Render the lines below as a JSON list of strings, one string per line, with blank lines omitted.

== Data excerpts

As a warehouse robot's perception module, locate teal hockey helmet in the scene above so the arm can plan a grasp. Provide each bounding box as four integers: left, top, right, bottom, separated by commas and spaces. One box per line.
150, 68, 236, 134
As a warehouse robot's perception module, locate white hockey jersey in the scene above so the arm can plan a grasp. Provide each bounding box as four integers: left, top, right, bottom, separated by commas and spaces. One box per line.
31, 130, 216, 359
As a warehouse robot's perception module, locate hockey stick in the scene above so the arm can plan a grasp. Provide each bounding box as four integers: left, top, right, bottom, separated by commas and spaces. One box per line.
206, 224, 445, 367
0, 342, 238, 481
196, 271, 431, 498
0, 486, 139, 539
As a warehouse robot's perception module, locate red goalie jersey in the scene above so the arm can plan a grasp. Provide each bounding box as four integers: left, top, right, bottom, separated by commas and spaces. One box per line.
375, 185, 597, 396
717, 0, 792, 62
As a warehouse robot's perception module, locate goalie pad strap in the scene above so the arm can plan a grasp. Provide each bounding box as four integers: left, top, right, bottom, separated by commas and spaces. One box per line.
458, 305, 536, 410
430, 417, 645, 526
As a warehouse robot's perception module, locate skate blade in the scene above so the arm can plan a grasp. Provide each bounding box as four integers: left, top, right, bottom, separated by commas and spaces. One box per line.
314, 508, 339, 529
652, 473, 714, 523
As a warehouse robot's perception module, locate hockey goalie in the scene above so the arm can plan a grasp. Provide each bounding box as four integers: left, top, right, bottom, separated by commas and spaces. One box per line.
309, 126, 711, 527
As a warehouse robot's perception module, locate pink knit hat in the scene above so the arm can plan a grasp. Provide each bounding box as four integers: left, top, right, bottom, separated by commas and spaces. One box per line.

====

- _Written solution_:
[
  "As a warehouse robot's perception module, locate teal hockey helmet in the scene above so the arm can plan a grasp. Provide each bounding box as four integers: left, top, right, bottom, separated by commas and spaces. One box per line.",
  "150, 68, 236, 134",
  "As a warehouse robot's perception module, locate white hockey jersey in the scene above so the arm can plan a grasp. Provide each bounding box as four integers: left, top, right, bottom, separated by commas and spaces. One box per line.",
  "31, 130, 216, 359",
  "As a warehouse robot's perception module, locate hockey stick in the scene above so the arm can plan a grasp. Provide each bounding box as four integers: left, top, right, bottom, separated by commas and spaces. One box per line.",
  "206, 224, 445, 367",
  "0, 342, 238, 481",
  "196, 271, 431, 498",
  "0, 486, 139, 539",
  "As a warehouse robot's perception module, locate red goalie jersey in the scene above so the arm can plan a grasp. Provide each bounding box as four integers: left, top, right, bottom, separated by commas and spaces. One box per line.",
  "375, 185, 597, 396",
  "717, 0, 792, 62",
  "As a warehouse robot's perception module, locate goalie pad strap in the scene above so the arm can plan a grasp. Provide each bounding box as four integers: left, top, right, bottom, separated by commas and spaces. One box per line.",
  "458, 305, 536, 410",
  "430, 417, 645, 526",
  "As a warehouse robot's perception module, locate skate blade in the scene above so the arm can plan a grasp. Provide each bounding box as four integers: left, top, right, bottom, separated by commas and spaces. One box per line.",
  "314, 508, 339, 529",
  "652, 473, 714, 523",
  "As a warehouse robot's perception module, locate hockey goalie in the scene above so the arm can plan a grasp. Provide each bounding box as four integers: left, top, right, bottom, separated by commas and spaces. One box per line.",
  "309, 126, 711, 527",
  "As a warehouse robot's perception module, locate pink knit hat in the scene above so the arm can plan a grasp. Provide each bounding box as four integers: left, top, right, bottom, separated by commas and spaces. One box per line."
]